• **TASK DIRECTIONS**
Retype the listing below exactly, beginning at the line that contains "where every blurred" and ending with its last line.

(Beginning of INFORMATION PROVIDED)

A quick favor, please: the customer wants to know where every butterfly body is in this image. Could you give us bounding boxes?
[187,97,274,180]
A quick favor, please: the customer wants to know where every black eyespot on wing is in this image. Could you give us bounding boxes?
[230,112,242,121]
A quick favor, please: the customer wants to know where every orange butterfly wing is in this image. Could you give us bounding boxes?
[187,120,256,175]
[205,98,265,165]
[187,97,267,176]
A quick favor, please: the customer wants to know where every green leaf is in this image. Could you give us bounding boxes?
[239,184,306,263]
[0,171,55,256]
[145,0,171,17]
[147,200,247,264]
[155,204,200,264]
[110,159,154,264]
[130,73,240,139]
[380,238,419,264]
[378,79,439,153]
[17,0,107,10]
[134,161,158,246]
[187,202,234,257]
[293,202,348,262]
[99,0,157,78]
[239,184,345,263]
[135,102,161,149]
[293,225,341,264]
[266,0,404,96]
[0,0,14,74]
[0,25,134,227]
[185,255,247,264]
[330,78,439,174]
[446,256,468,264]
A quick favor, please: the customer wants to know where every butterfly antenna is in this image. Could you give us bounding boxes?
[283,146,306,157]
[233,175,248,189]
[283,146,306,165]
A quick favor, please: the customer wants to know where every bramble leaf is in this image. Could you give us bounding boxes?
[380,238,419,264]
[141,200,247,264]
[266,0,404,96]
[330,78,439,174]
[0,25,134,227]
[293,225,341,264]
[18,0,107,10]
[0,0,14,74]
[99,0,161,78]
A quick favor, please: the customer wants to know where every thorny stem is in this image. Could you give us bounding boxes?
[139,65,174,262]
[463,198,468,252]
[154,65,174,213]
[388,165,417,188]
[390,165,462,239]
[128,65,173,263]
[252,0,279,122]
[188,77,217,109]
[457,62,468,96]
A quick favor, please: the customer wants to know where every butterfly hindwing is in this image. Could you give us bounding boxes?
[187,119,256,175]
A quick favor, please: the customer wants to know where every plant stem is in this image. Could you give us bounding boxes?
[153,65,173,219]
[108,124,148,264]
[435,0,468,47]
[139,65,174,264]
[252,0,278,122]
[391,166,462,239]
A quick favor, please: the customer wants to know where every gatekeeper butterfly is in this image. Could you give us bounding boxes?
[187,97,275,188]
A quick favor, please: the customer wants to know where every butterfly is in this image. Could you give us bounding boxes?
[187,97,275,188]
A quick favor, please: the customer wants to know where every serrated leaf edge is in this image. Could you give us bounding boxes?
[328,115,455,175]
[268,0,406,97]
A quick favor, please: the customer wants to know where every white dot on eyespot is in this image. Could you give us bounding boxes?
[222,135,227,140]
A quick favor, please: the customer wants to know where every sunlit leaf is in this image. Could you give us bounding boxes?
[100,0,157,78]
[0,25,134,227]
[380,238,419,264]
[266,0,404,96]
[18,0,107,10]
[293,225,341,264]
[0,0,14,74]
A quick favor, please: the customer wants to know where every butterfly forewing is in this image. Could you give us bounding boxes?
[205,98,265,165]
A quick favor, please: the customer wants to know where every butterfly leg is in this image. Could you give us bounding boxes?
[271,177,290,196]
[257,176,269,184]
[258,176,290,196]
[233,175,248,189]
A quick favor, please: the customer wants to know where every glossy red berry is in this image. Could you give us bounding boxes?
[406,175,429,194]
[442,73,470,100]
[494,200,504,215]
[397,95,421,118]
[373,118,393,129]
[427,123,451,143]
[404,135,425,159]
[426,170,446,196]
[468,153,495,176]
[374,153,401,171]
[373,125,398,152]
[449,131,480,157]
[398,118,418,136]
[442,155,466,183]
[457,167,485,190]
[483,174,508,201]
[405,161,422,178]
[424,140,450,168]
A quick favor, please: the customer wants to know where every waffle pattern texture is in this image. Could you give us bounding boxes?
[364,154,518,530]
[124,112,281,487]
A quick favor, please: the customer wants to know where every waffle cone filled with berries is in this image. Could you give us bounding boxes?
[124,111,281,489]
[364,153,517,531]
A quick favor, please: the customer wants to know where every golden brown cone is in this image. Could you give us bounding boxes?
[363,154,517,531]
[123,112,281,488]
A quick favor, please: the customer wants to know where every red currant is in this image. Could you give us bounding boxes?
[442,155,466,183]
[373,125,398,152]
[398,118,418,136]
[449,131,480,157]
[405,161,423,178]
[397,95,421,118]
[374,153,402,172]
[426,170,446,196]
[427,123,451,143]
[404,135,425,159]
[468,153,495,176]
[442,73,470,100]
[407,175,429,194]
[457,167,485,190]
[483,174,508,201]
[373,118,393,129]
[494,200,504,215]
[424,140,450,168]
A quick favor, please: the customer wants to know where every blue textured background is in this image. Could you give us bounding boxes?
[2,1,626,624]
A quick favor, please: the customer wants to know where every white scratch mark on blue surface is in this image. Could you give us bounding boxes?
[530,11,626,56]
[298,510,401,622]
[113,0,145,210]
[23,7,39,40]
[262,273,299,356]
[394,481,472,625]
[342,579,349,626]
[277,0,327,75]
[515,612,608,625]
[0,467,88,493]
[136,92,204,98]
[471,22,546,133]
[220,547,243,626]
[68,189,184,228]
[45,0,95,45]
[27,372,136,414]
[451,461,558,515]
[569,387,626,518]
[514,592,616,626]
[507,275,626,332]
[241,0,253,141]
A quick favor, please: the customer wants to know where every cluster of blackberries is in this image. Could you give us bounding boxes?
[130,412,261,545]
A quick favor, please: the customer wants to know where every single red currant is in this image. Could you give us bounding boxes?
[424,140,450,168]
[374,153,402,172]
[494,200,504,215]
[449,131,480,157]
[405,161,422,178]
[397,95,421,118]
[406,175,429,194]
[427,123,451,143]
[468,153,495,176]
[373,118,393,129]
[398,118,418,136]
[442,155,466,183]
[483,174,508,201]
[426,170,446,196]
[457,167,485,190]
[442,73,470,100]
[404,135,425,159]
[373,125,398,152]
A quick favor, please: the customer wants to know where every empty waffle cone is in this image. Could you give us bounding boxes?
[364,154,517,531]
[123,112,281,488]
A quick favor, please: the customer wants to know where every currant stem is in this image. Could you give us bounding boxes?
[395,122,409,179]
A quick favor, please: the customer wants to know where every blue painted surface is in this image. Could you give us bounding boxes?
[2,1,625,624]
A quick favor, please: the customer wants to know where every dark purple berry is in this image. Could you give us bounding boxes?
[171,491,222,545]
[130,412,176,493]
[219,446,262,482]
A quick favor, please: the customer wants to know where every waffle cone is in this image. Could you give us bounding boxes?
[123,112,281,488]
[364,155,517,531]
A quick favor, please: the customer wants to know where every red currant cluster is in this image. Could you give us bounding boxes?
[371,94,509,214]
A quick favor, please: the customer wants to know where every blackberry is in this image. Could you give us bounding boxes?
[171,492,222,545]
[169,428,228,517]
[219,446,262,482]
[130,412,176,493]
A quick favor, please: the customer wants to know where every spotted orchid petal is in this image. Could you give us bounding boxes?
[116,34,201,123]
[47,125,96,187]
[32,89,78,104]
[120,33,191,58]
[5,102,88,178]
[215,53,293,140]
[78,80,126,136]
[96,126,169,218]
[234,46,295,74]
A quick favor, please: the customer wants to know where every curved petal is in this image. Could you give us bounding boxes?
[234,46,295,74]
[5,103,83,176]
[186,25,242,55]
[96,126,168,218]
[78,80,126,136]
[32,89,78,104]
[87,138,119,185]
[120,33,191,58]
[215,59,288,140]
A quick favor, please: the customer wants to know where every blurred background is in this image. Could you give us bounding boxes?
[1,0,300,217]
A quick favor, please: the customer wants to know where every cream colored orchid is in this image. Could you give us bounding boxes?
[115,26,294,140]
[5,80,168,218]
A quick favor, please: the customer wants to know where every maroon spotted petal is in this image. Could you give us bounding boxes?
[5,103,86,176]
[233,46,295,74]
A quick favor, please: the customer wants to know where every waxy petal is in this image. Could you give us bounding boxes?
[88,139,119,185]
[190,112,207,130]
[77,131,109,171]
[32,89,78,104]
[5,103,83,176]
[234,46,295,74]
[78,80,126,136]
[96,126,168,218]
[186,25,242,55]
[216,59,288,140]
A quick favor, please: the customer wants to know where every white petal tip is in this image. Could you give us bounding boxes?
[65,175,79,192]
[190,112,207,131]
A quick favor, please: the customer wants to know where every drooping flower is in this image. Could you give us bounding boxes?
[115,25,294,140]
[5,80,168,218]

(End of INFORMATION PROVIDED)

• **YOUR SOLUTION**
A quick favor, please: the customer wants to know where every blurred background is in this image. Could you give us bounding boxes?
[1,0,300,217]
A quick favor, please: the customer wants to know where every cream colored orchid is in this image. Could you give us bounding boxes?
[115,26,294,140]
[5,80,168,218]
A quick favor, please: the customer wants to know where every maroon spotted petal is in this image. Could you give us bounding boxes?
[5,103,86,176]
[233,46,295,74]
A quick favor, please: the customer wants to know where every waxy petal is in this image. Could you give us bounding boxes?
[88,139,119,185]
[190,112,207,130]
[77,131,109,171]
[32,89,78,104]
[5,103,83,176]
[234,46,295,74]
[78,80,126,136]
[96,126,168,218]
[186,25,242,55]
[216,59,288,140]
A quick favor, please: the customer wants to know where every white petal tip is in this image. Could you give us bounding boxes?
[65,175,79,192]
[190,112,207,131]
A quick favor, please: the customer wants to know where every drooping flower is in this image. Could you give us bounding boxes?
[115,25,294,140]
[5,80,168,218]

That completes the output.